■ What is expected ■
Copy out every line of the material between the line holding "TARGET: white kitchen cabinet" and the line holding "(381, 1019)", inclusive, and leave all other lines unchanged. In the answer points, multiply each coordinate by 1.6 and round to a whole number, with halves rounded up.

— start Stored data —

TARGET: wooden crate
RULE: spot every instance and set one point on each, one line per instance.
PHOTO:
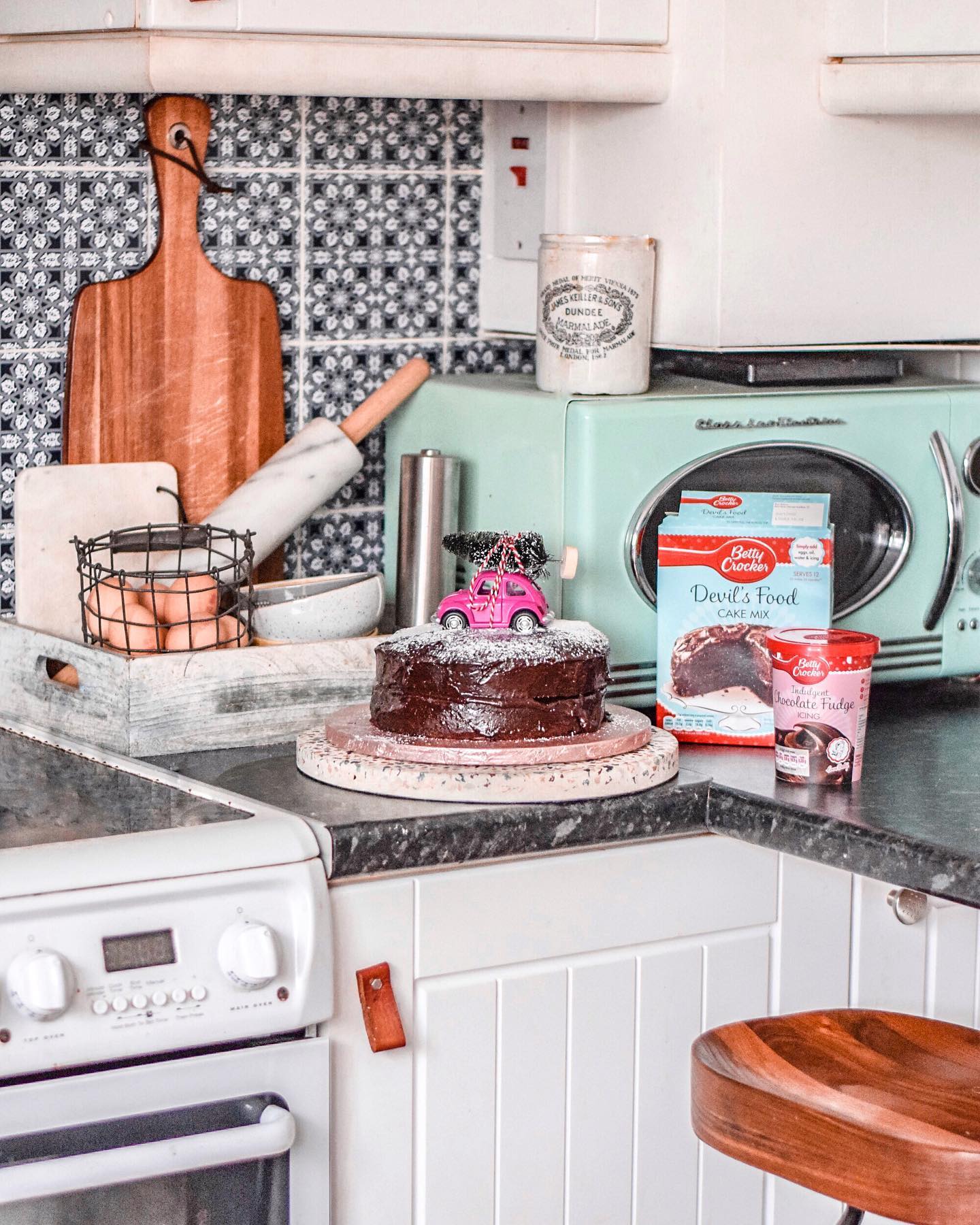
(171, 702)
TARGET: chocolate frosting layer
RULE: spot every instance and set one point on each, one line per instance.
(490, 684)
(716, 657)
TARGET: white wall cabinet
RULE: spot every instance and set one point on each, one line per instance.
(582, 21)
(903, 27)
(52, 16)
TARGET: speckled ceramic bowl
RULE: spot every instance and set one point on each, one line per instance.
(314, 609)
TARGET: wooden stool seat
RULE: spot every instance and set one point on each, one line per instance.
(876, 1109)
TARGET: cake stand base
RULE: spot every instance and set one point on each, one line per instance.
(636, 771)
(350, 728)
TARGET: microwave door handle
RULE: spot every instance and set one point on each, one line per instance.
(943, 457)
(272, 1134)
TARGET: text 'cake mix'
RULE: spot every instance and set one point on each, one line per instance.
(732, 568)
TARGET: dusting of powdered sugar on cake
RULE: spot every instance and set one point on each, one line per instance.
(553, 644)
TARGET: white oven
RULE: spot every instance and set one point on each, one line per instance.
(235, 1137)
(165, 957)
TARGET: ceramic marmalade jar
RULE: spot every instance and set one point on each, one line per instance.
(594, 312)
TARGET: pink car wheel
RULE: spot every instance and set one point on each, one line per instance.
(455, 620)
(525, 621)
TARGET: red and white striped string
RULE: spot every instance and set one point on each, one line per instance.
(508, 559)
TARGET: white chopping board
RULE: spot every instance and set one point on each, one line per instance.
(54, 504)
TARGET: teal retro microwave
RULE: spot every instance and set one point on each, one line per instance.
(900, 462)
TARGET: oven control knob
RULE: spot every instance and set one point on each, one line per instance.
(41, 984)
(249, 955)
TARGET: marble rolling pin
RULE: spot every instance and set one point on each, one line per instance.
(301, 476)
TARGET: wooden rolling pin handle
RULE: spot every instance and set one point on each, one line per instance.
(387, 397)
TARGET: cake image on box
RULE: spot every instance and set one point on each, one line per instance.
(730, 568)
(715, 657)
(484, 685)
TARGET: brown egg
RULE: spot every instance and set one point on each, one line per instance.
(191, 600)
(153, 597)
(179, 637)
(140, 635)
(232, 634)
(205, 635)
(103, 603)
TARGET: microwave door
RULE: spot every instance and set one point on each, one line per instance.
(871, 516)
(217, 1164)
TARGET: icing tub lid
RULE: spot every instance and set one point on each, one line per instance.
(830, 644)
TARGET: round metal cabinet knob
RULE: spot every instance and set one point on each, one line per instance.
(908, 904)
(41, 984)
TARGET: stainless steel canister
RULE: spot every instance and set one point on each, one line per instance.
(428, 508)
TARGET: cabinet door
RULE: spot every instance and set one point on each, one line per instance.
(941, 27)
(903, 27)
(561, 1092)
(370, 1093)
(928, 968)
(583, 21)
(56, 16)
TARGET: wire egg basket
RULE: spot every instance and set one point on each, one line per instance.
(201, 600)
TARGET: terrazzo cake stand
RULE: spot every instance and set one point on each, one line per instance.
(625, 756)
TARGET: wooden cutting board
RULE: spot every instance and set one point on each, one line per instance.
(177, 363)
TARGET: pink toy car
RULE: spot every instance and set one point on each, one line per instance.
(520, 604)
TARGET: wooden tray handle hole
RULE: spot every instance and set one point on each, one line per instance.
(59, 672)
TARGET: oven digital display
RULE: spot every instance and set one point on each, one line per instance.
(139, 951)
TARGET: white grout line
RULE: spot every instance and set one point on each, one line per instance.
(446, 233)
(9, 169)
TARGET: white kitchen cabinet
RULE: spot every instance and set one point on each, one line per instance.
(577, 21)
(49, 16)
(903, 27)
(549, 1009)
(551, 1004)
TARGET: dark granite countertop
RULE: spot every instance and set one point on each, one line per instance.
(913, 821)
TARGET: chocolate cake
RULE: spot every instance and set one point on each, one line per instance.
(482, 685)
(716, 657)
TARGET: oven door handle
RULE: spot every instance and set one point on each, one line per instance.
(943, 457)
(272, 1134)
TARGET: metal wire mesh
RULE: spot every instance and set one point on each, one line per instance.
(199, 595)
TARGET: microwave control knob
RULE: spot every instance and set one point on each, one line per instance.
(41, 984)
(249, 955)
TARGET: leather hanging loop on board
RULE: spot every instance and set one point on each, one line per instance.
(380, 1009)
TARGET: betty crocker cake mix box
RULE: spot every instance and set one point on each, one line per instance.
(729, 569)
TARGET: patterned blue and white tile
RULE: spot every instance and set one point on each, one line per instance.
(375, 246)
(463, 289)
(7, 582)
(73, 129)
(391, 134)
(58, 232)
(502, 357)
(254, 130)
(340, 543)
(466, 135)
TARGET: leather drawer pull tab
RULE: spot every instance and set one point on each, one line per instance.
(381, 1019)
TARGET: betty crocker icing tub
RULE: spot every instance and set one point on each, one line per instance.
(821, 681)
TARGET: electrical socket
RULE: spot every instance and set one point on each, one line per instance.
(519, 156)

— end Stored data —

■ Output for this exercise ■
TARGET: white kitchen cabinet
RULE: spot every instance and set one point on each, one line per instance.
(923, 34)
(78, 26)
(1445, 43)
(878, 1614)
(882, 1606)
TARGET: dark granite countertop
RULE: spot every instance and set one point on each, one line per instance.
(1461, 1314)
TARGET: chocolate cake
RULE: spot every instance and set one point on each, one line per instance.
(771, 1096)
(1146, 1051)
TARGET: oven door handle
RULE: spot every instance and set one point on each, one line per instance.
(1509, 731)
(435, 1814)
TARGET: metal wire mesh
RULE: spot every instance and set one point on each, one line per instance.
(318, 952)
TARGET: microwave control knob
RULE: spot every instance and set one point on each, one line per instance.
(66, 1574)
(398, 1528)
TARGET: leather hanging loop on board
RULE: spot every instance and set one point on each, one line per instance.
(608, 1614)
TARGET: betty crocker cake mix box
RULE: spot every instance and set one point on each, one line per instance.
(1166, 910)
TARGET: patterned blue and white tile
RULE: spot every instance and set one point on each, one line per instance.
(600, 394)
(741, 462)
(11, 931)
(117, 206)
(626, 214)
(93, 371)
(803, 571)
(406, 208)
(544, 869)
(746, 216)
TARGET: leather drawer pull tab
RULE: spot every instance and set one point on each, one line per instance.
(610, 1630)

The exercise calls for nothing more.